▼

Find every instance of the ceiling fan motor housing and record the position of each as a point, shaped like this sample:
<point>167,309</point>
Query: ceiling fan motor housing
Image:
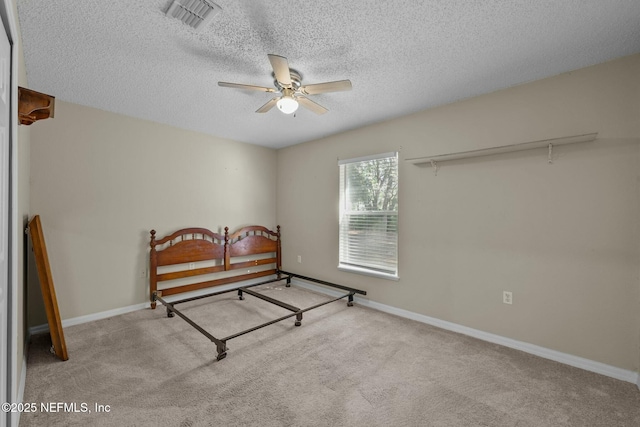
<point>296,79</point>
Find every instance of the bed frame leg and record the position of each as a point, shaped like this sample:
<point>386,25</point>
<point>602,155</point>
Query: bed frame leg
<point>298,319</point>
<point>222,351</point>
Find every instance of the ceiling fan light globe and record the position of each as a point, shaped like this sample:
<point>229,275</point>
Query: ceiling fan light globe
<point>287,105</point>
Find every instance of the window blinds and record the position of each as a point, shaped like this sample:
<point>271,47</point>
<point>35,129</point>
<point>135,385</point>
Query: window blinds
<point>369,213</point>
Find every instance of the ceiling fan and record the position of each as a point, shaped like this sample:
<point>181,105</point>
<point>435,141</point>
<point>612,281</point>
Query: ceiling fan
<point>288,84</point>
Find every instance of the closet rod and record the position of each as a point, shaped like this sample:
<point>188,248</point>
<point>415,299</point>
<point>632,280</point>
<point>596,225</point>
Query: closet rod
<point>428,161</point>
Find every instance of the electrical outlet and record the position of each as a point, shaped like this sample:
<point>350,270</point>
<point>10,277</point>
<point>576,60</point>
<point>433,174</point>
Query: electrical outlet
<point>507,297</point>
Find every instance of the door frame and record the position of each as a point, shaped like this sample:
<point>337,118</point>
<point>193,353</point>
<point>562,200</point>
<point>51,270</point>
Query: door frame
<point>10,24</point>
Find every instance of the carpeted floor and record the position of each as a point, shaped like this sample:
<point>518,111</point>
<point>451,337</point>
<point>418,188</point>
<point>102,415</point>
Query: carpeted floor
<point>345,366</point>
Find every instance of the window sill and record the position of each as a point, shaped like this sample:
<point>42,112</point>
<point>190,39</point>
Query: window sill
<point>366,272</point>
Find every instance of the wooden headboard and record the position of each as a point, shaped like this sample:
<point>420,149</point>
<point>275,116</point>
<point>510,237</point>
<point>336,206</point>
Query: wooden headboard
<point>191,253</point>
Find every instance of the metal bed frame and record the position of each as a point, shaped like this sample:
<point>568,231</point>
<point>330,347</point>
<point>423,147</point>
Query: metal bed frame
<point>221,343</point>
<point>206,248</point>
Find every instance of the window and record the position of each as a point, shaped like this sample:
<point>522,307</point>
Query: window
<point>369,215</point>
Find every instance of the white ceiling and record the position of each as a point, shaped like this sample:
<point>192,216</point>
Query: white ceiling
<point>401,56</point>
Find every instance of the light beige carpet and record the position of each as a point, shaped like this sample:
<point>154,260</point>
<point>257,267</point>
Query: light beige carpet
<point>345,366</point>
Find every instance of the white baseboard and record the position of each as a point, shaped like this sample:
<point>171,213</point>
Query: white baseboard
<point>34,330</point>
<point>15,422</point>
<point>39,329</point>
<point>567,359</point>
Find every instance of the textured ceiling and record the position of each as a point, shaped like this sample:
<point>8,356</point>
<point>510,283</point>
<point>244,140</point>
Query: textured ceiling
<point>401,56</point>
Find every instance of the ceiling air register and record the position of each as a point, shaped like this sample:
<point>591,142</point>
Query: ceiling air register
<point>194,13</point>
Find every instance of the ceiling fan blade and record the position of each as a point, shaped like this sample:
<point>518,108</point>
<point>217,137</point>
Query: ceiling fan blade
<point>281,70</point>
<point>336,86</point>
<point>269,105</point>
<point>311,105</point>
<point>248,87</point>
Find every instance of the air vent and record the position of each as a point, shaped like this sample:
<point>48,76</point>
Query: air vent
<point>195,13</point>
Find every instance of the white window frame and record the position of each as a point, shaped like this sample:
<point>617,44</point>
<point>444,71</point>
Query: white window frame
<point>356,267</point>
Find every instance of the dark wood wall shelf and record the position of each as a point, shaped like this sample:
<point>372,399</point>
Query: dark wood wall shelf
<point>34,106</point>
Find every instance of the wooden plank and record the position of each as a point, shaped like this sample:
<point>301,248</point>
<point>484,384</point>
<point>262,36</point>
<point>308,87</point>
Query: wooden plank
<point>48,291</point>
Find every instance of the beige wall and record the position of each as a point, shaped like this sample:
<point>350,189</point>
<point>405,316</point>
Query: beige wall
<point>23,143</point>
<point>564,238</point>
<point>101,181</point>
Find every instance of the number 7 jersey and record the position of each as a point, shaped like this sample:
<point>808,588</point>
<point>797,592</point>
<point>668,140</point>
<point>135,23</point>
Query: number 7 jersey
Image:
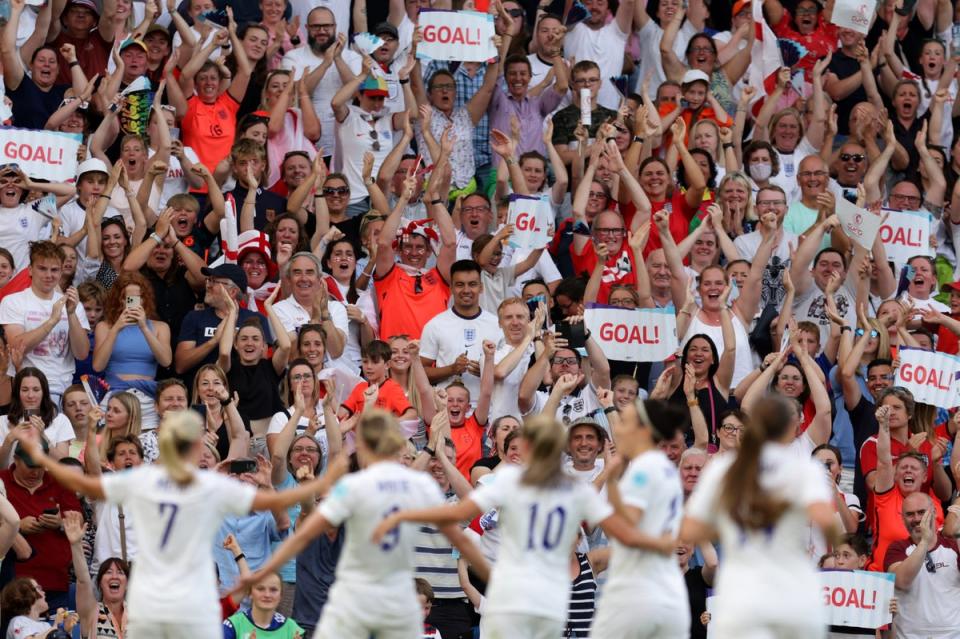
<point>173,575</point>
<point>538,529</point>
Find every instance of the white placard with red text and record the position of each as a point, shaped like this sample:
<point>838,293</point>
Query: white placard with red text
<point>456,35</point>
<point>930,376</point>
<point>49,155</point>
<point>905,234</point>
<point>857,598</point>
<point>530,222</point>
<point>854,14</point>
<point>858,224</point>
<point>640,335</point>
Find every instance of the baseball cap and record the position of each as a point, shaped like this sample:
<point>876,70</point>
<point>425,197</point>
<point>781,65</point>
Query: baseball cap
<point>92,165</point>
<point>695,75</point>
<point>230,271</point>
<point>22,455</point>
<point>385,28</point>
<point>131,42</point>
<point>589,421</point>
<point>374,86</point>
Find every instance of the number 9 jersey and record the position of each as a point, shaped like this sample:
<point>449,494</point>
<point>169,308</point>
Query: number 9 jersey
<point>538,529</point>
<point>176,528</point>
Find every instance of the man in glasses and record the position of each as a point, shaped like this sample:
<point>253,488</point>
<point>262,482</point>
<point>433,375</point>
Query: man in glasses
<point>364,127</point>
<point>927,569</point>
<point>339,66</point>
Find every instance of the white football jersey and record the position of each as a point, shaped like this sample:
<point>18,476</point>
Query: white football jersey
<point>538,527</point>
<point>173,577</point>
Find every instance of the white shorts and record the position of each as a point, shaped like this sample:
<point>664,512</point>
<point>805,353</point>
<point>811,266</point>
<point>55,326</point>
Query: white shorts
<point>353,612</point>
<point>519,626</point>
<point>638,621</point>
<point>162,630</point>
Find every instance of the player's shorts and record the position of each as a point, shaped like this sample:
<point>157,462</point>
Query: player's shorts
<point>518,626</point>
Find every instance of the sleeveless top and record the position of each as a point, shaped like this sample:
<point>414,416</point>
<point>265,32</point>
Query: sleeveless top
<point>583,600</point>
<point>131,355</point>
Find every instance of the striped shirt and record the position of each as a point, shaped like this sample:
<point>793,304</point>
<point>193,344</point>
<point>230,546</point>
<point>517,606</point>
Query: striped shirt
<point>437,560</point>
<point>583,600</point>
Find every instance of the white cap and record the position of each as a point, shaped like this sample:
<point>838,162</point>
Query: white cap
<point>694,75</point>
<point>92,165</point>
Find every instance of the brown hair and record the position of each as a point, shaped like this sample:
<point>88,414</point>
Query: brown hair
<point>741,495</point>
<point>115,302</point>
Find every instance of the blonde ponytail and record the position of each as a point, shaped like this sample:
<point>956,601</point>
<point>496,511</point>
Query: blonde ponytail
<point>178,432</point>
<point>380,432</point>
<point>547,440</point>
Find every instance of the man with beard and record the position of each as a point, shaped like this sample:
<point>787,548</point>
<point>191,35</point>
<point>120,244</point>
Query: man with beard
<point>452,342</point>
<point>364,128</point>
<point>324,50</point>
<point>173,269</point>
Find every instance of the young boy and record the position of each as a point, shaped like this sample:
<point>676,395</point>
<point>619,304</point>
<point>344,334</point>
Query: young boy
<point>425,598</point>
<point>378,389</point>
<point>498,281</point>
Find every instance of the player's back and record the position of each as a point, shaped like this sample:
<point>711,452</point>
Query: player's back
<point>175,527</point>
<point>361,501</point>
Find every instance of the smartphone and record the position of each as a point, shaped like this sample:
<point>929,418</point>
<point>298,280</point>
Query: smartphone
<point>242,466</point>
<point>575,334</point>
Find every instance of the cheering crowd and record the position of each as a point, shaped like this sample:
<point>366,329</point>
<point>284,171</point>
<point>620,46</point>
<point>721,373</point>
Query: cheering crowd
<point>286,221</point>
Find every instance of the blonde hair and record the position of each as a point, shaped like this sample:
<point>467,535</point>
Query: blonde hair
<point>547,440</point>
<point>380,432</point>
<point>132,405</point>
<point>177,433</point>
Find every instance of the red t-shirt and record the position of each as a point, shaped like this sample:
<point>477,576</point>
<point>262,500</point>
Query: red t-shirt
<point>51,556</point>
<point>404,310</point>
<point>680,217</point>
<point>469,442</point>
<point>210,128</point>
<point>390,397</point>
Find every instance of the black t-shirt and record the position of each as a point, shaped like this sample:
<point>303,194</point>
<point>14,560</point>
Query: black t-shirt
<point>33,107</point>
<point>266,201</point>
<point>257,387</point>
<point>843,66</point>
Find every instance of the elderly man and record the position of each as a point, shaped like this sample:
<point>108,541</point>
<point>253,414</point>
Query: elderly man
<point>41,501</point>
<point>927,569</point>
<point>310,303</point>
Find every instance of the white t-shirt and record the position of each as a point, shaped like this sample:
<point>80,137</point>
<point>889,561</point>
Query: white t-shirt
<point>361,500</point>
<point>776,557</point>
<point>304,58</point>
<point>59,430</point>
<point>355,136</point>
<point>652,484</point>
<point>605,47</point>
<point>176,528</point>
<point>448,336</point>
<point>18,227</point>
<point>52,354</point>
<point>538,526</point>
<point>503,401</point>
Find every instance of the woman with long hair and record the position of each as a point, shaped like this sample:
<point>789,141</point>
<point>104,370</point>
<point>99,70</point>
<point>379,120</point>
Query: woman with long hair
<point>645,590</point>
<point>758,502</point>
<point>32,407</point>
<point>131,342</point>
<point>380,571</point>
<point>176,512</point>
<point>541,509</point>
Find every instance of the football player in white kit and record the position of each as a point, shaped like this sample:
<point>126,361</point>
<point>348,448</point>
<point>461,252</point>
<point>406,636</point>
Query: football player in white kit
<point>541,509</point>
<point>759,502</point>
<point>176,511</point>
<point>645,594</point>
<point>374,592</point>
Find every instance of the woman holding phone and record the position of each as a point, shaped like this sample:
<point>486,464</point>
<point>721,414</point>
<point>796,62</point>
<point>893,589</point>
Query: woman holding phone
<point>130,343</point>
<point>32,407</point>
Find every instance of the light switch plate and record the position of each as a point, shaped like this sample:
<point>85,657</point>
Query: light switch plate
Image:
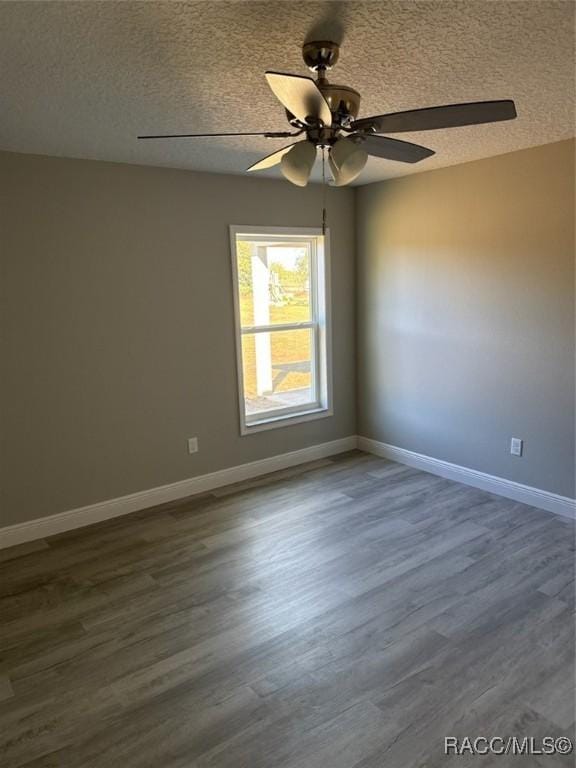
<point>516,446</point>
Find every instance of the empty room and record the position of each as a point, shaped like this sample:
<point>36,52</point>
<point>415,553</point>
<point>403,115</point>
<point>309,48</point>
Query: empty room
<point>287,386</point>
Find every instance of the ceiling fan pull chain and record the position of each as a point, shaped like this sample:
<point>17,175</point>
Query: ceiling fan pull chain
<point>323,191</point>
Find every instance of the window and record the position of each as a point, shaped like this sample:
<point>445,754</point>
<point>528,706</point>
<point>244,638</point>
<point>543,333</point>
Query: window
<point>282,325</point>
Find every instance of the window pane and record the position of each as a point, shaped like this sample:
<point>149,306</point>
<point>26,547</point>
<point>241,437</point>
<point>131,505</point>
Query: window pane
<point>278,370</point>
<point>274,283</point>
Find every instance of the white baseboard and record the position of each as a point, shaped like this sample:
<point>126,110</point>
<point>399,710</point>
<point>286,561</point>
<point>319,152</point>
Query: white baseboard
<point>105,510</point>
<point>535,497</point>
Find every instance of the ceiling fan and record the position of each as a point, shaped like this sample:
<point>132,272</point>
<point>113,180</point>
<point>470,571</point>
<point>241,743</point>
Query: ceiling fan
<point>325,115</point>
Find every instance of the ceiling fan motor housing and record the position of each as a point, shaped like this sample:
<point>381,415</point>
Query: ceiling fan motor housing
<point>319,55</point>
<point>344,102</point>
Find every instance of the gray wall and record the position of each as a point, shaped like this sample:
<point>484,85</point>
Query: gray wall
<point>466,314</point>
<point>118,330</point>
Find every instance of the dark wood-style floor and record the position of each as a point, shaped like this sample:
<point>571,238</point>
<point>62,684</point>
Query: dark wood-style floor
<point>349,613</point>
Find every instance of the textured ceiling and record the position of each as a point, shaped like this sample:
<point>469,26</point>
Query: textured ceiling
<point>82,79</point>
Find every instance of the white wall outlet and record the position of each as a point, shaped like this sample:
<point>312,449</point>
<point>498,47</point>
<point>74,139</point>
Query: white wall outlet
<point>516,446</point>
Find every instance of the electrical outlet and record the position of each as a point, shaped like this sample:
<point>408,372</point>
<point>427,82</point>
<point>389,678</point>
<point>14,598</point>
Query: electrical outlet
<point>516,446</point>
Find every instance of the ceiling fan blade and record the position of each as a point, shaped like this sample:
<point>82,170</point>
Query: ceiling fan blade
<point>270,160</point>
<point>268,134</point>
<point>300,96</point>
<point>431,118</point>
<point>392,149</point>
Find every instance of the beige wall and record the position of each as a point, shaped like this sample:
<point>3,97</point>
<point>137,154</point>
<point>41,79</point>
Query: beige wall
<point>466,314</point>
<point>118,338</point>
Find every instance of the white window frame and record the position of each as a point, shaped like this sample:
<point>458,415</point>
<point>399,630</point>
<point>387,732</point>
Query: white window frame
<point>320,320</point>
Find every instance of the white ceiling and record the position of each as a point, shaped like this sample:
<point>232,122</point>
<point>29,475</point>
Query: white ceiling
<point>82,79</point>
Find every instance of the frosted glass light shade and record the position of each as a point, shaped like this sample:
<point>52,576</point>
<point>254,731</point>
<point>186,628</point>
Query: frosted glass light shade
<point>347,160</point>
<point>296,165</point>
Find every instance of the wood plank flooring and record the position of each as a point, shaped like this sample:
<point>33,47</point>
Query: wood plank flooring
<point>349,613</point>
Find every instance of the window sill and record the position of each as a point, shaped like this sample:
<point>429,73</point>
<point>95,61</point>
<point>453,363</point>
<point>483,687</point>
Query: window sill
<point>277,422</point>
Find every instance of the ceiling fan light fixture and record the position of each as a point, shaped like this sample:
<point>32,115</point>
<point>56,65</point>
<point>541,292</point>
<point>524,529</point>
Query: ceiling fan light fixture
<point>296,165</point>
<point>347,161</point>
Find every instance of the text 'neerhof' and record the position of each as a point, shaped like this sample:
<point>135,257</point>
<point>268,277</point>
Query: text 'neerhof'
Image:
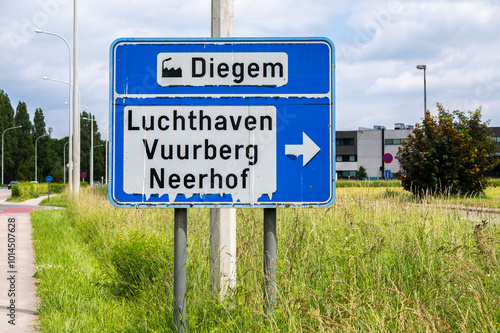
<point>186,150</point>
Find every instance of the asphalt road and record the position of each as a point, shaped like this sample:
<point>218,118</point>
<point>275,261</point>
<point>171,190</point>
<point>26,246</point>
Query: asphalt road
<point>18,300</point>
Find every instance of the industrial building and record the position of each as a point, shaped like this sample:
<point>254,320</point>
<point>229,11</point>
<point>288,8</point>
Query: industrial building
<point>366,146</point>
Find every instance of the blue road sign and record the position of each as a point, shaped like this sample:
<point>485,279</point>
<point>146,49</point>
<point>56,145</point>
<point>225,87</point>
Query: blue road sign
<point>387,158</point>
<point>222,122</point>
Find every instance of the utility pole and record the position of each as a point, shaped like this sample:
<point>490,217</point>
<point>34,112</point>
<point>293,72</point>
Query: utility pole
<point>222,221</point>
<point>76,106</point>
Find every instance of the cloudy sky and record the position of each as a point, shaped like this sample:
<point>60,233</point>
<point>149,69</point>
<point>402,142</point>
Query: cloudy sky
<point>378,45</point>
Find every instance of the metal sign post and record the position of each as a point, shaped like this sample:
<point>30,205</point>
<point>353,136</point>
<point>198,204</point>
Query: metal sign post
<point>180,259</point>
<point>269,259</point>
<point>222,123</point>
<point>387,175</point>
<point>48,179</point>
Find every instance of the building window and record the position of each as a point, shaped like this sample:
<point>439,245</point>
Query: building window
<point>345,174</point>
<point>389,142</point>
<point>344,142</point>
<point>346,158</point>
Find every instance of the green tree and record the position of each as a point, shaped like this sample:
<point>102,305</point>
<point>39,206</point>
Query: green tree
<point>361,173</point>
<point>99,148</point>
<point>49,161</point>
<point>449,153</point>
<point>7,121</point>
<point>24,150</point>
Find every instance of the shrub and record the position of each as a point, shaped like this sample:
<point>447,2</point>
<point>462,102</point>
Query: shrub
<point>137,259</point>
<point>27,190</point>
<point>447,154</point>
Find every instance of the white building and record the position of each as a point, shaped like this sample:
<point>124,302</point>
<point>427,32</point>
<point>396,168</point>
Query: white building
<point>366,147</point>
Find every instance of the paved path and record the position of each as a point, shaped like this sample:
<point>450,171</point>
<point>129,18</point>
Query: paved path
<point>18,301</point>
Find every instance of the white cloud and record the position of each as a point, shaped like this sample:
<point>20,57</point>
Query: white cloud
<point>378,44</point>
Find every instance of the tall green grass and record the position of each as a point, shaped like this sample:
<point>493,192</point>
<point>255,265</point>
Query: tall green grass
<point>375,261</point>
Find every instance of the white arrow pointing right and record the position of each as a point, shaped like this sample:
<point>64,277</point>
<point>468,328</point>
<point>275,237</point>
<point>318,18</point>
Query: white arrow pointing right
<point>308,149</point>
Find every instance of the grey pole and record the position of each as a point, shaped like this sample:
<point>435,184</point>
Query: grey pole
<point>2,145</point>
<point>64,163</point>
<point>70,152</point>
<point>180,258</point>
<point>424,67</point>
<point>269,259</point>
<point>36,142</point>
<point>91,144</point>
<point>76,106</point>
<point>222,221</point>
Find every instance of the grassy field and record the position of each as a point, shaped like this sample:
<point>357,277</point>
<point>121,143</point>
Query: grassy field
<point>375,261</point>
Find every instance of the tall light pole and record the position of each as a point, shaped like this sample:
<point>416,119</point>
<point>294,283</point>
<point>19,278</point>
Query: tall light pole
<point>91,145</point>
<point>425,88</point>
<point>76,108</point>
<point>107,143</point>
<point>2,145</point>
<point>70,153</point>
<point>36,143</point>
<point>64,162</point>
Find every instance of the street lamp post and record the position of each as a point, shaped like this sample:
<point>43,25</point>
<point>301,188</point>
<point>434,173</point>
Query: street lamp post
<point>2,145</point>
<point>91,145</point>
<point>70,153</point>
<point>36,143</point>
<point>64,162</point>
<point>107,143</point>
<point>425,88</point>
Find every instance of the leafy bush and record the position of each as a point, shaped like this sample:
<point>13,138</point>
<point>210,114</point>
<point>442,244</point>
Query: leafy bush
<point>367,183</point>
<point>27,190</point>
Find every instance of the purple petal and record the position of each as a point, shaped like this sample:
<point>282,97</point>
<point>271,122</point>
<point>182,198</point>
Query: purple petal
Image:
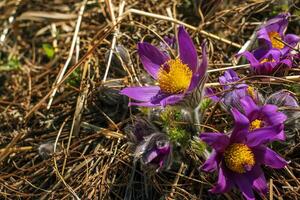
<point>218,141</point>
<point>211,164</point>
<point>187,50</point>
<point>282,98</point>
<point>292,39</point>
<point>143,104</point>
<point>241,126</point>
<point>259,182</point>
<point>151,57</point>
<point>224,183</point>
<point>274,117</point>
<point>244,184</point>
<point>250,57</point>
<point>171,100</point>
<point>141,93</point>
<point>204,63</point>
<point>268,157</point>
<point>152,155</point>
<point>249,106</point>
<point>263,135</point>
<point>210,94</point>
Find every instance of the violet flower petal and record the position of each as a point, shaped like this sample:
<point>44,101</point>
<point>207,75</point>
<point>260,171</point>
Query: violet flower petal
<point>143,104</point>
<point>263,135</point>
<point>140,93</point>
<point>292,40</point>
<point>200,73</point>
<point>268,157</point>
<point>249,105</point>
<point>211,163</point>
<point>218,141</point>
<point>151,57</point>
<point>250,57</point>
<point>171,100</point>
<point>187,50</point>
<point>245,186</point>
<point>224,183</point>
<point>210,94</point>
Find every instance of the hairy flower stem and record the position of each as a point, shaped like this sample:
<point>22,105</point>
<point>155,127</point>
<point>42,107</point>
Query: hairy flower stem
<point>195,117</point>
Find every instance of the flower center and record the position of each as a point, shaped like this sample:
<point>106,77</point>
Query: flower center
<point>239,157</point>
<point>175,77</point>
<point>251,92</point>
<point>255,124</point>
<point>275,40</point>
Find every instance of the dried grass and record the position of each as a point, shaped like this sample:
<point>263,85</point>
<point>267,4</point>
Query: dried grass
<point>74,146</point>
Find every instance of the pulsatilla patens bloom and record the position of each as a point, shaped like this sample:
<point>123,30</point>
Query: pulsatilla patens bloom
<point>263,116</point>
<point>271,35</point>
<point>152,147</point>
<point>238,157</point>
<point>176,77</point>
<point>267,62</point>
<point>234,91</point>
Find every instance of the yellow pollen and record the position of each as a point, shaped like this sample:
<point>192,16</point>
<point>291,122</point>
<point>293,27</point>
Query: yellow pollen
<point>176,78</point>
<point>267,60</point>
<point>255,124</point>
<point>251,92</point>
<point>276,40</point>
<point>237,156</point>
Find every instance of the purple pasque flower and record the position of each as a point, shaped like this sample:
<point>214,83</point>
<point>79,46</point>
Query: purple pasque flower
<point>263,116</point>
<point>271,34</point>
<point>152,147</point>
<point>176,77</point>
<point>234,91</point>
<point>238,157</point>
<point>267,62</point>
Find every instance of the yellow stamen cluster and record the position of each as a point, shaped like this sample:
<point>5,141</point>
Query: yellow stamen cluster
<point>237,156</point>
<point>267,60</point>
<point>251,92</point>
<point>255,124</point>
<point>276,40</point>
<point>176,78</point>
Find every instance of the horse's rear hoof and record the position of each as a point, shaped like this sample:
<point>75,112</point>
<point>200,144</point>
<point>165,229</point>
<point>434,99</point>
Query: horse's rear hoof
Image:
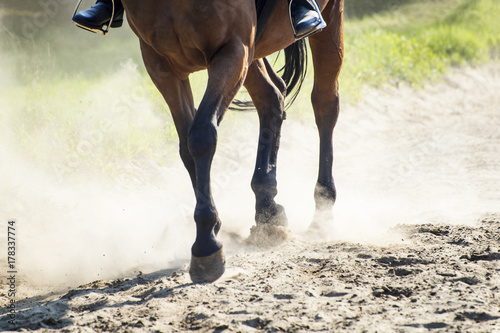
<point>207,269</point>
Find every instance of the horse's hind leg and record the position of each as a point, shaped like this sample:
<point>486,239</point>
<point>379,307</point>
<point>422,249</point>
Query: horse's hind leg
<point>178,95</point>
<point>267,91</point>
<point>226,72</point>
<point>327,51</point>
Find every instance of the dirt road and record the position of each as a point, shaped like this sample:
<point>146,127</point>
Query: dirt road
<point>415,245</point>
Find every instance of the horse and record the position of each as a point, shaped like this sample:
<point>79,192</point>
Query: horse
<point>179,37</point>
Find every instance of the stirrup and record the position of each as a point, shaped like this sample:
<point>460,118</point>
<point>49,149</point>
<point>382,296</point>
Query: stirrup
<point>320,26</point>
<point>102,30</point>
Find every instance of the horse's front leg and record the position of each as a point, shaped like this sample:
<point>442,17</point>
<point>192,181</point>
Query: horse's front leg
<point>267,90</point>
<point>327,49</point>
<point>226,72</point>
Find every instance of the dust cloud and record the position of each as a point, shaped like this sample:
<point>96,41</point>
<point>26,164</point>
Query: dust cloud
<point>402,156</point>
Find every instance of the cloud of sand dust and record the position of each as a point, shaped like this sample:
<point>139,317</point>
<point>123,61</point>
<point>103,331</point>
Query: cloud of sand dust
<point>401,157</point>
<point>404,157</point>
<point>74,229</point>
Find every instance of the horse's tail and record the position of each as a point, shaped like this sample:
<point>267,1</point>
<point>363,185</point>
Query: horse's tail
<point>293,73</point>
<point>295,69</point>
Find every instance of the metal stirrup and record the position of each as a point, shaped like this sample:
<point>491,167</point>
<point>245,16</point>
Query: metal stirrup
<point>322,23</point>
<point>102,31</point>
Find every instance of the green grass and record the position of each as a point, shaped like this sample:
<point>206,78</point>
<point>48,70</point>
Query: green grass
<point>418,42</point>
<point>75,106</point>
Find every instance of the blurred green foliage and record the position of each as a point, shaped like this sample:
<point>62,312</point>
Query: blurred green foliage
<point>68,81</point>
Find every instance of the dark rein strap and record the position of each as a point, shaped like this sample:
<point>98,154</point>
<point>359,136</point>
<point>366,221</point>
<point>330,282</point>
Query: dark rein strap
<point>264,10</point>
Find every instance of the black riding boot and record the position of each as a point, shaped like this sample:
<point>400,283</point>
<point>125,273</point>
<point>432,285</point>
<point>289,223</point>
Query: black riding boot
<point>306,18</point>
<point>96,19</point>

▲

* [EXERCISE AIM]:
Could you copy the entries verbatim, starting at the very beginning and ending with the line that contains "<point>287,105</point>", including both ends and leaving out the pictures?

* [TASK ANSWER]:
Find every instance of the ceiling fan motor housing and record the position of each as a point, shaped like this sample:
<point>167,309</point>
Query: ceiling fan motor housing
Image:
<point>296,79</point>
Find every instance of the bed frame leg and record the position of each as a point, shaped like this sample:
<point>386,25</point>
<point>602,155</point>
Query: bed frame leg
<point>298,319</point>
<point>222,351</point>
Find every instance of the ceiling fan light globe and record the position of each as a point, shaped like this sample:
<point>229,275</point>
Query: ceiling fan light globe
<point>287,105</point>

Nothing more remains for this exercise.